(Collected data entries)
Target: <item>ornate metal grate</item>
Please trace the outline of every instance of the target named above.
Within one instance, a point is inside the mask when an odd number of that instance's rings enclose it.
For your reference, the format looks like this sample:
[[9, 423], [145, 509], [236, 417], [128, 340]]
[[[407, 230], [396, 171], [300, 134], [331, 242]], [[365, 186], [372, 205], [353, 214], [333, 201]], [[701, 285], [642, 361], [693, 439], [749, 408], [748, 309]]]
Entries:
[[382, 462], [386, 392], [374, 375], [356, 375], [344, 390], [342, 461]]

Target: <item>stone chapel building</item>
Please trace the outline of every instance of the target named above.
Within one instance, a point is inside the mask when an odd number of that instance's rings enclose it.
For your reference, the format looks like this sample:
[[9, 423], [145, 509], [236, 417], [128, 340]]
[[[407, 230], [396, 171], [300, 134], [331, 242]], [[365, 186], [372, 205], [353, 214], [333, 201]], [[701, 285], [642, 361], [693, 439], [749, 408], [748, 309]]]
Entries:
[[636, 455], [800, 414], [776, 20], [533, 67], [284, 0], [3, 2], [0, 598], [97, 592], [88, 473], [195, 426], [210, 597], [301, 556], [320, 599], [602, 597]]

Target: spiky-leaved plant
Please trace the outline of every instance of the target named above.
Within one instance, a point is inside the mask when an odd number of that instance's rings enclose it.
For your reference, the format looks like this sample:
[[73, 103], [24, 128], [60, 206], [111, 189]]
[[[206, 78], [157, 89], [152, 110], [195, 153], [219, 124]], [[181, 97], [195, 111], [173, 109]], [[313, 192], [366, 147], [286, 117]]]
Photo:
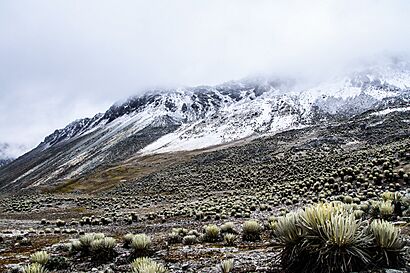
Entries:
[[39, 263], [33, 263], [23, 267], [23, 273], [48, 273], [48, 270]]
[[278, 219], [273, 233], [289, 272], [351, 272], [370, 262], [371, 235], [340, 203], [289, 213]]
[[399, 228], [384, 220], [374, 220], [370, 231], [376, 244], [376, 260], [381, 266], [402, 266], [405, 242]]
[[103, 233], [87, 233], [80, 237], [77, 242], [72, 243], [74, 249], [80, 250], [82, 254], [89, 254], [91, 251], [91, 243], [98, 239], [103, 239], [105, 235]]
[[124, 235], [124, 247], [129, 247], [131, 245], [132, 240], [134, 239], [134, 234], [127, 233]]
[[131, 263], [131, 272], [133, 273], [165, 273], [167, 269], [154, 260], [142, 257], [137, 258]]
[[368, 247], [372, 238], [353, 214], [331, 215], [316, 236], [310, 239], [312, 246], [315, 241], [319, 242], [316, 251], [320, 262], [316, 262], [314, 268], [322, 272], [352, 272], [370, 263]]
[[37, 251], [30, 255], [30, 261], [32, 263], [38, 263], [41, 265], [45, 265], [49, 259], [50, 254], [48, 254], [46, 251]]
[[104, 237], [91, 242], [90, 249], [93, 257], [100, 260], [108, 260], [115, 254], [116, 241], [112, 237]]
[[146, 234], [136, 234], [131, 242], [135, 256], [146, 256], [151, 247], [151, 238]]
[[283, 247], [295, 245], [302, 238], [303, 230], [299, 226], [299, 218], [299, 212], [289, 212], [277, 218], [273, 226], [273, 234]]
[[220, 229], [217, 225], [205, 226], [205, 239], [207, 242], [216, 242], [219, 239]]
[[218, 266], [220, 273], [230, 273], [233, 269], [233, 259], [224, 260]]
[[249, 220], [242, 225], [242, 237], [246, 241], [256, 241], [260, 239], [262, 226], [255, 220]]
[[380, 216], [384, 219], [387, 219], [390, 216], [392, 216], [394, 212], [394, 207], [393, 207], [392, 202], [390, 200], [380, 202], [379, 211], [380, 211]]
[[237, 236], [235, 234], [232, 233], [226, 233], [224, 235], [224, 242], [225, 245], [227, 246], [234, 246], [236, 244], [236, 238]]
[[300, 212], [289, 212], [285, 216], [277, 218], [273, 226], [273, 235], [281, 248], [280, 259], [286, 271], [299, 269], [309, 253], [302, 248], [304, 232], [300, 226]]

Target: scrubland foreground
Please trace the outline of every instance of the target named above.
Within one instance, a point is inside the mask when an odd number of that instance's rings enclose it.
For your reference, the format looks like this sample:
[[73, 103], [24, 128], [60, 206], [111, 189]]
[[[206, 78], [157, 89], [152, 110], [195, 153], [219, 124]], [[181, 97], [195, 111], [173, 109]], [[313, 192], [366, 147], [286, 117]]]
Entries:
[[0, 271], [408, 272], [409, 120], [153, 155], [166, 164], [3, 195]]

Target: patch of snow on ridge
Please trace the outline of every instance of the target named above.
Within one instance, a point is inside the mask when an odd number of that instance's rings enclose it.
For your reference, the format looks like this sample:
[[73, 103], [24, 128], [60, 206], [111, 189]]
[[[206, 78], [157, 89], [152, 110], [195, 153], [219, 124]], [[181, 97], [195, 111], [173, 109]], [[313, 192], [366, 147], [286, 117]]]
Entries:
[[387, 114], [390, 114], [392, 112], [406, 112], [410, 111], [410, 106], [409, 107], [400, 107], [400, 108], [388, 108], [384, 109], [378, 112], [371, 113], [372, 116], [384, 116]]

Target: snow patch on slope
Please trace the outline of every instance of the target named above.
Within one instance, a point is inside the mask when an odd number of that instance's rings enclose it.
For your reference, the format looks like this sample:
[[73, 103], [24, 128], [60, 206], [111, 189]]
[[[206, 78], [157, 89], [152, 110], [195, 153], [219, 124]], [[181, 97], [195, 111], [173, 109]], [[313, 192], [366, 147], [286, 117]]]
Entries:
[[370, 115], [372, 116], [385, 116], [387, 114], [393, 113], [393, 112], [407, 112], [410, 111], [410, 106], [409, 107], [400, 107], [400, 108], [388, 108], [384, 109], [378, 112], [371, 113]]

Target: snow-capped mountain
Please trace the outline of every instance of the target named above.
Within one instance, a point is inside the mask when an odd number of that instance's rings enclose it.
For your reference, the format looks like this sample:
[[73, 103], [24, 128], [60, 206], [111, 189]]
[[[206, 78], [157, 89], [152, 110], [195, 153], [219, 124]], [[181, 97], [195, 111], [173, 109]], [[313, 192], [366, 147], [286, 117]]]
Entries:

*Task instructions*
For each line in the entries that contains the string "item", make a copy.

*Solution to this task*
Target: <item>ornate metal grate</item>
Target: <item>stone chapel building</item>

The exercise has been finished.